SUPPLIED DATA:
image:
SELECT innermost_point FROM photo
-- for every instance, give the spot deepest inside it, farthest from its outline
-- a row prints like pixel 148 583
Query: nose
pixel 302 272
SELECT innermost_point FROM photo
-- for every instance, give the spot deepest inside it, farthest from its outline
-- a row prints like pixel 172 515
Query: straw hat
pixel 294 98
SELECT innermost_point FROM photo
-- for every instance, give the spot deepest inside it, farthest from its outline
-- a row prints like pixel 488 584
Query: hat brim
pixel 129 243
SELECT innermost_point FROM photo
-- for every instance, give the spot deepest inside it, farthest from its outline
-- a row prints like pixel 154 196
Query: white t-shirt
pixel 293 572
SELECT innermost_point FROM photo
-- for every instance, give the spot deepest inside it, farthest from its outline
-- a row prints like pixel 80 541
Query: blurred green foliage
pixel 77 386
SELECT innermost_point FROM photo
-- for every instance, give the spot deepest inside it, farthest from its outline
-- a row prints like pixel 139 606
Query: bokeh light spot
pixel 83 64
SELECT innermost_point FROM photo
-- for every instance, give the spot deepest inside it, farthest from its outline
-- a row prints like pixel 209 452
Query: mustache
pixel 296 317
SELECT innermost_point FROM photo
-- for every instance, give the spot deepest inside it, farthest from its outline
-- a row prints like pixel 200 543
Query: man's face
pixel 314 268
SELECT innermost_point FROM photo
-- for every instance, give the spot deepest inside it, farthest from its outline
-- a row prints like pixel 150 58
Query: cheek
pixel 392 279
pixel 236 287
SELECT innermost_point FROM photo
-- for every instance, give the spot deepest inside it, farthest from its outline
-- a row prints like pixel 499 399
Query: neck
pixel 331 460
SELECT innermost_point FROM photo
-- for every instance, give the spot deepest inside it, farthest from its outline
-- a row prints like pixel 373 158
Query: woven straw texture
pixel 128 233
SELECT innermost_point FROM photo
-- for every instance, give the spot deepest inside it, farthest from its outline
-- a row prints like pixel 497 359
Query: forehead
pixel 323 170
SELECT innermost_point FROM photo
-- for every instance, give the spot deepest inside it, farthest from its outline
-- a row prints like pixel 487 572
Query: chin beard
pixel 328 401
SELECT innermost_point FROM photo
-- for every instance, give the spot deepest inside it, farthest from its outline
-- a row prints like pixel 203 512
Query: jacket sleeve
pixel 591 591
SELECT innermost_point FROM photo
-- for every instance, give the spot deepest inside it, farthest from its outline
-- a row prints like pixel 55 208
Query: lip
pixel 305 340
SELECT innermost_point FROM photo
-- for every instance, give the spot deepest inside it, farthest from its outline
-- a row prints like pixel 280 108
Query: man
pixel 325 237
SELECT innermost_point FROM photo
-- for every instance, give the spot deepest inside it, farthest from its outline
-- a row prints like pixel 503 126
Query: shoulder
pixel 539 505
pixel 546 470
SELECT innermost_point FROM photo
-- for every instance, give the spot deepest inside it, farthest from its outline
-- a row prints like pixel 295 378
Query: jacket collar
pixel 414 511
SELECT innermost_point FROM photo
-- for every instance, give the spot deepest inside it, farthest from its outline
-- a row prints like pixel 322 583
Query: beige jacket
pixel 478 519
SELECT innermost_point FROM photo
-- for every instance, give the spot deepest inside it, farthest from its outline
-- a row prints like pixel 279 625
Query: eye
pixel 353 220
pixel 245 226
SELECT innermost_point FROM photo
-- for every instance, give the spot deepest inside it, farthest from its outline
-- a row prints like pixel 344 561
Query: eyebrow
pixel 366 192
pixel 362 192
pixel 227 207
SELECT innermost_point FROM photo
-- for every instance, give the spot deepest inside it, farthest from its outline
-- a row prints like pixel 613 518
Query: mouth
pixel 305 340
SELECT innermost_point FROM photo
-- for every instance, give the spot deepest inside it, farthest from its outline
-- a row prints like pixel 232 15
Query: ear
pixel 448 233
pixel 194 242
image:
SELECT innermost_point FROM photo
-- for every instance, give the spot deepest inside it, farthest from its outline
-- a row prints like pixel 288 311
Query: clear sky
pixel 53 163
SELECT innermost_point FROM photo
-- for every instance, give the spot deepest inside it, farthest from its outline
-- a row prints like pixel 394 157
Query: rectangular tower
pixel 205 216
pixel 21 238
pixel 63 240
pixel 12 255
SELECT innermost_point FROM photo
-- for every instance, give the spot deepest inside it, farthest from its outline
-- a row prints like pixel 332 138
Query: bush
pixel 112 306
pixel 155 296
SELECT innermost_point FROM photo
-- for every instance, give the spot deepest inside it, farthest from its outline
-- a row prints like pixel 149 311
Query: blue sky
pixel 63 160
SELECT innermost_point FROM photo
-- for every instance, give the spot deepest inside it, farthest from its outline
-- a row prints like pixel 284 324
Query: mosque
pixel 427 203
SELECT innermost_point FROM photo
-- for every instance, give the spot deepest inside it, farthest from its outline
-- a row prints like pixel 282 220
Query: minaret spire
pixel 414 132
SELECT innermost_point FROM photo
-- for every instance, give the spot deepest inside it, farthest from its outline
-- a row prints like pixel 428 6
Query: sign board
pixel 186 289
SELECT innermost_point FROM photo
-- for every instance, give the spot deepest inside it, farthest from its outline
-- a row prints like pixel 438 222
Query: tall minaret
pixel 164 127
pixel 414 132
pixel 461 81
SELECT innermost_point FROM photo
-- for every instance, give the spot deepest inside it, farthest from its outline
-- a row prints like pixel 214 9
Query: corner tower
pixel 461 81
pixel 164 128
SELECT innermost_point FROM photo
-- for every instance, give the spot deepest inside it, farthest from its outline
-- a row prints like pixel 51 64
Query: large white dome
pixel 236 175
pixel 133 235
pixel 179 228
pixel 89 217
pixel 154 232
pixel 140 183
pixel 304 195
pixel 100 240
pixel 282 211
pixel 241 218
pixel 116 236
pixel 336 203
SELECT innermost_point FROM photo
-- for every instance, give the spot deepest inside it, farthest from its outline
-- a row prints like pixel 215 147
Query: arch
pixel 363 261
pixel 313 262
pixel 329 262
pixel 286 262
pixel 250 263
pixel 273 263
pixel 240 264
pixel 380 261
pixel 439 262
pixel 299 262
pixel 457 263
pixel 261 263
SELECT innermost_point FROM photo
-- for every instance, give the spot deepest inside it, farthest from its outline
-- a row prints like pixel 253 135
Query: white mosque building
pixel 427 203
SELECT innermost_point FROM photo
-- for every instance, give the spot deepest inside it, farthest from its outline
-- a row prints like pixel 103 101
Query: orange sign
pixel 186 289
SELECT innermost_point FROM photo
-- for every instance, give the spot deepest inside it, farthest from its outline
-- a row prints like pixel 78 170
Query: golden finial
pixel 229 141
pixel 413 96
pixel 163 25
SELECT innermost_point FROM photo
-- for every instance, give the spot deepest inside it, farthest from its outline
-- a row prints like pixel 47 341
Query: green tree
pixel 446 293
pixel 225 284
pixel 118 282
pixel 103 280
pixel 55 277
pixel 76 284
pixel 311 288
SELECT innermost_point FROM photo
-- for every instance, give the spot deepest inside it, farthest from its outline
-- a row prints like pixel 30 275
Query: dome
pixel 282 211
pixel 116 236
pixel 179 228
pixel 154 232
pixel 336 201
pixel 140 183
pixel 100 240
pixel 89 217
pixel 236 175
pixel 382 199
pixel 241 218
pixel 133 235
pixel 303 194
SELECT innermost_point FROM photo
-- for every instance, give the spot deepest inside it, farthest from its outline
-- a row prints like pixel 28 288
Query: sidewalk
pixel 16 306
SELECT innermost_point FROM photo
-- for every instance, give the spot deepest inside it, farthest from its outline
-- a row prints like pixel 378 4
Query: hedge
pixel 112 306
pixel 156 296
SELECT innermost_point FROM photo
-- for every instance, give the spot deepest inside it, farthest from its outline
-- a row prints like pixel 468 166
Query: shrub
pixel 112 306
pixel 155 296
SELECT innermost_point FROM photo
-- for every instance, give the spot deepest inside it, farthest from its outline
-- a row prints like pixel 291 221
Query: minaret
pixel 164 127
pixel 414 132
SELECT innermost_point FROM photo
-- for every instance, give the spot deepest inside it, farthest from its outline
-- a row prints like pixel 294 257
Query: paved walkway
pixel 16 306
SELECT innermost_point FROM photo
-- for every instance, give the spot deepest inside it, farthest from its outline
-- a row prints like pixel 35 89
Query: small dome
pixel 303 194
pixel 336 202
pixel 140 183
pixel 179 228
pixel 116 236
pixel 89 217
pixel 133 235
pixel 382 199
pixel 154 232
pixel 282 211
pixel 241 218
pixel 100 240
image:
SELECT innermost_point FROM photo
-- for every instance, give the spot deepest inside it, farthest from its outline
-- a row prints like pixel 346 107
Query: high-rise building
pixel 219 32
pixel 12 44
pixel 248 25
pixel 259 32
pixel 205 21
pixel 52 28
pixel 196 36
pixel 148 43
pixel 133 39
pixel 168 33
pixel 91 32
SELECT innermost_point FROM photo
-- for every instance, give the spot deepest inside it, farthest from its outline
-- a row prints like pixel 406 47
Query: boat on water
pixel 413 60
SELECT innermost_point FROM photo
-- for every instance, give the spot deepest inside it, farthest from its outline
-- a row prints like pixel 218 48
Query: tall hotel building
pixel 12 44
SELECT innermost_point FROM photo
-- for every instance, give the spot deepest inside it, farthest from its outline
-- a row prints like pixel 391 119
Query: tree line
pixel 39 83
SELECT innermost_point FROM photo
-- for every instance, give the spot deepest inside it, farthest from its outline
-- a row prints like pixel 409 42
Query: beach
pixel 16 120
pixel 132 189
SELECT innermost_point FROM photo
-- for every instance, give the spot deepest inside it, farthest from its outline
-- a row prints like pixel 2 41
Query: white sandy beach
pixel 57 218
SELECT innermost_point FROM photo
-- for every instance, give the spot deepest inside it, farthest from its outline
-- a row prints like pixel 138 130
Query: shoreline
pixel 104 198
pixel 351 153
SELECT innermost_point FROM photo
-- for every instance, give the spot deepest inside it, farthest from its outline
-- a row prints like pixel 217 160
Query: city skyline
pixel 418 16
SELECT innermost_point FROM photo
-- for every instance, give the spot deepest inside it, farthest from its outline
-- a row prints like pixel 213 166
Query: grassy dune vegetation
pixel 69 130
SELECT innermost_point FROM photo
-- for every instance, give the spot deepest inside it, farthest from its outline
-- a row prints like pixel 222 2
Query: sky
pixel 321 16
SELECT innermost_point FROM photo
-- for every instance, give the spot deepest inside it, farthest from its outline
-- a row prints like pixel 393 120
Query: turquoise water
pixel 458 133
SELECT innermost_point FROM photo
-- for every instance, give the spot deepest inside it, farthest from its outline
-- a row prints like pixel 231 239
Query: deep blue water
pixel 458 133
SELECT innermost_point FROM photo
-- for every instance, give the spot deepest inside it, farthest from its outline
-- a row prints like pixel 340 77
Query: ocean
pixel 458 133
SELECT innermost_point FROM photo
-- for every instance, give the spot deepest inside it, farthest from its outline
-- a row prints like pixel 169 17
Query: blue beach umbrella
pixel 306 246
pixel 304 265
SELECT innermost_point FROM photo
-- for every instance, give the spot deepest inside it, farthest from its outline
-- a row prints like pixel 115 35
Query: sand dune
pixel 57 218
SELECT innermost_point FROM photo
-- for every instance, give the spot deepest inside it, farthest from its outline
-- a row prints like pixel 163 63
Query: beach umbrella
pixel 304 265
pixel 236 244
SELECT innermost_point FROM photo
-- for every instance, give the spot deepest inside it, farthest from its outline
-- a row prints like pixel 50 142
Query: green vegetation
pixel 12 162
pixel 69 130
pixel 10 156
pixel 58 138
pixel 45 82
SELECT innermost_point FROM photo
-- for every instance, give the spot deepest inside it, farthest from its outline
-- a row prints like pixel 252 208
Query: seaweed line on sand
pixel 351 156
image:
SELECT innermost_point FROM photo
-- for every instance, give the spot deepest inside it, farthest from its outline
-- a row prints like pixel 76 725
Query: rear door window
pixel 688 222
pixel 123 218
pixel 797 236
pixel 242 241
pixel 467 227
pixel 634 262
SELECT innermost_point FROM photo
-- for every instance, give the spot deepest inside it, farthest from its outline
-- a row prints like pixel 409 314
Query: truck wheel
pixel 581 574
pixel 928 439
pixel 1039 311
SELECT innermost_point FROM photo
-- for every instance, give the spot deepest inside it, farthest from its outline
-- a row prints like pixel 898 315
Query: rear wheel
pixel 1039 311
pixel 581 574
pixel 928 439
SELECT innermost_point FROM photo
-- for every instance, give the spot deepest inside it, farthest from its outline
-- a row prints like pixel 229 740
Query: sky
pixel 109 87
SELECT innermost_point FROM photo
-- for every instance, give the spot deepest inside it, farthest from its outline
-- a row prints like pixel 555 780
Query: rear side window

EXERCISE DETAILS: Print, without alteration, only the lines above between the one holding "-- a row prints like pixel 50 142" and the one holding "-- a row prints like pixel 252 208", inclusive.

YOUR RESPONSE:
-- a row prints like pixel 50 142
Query: green vegetation
pixel 12 162
pixel 69 130
pixel 10 156
pixel 58 138
pixel 45 82
SELECT innermost_point FROM photo
-- for every instance, give the spot deepest inside it, farthest from its outline
-- a row prints like pixel 252 208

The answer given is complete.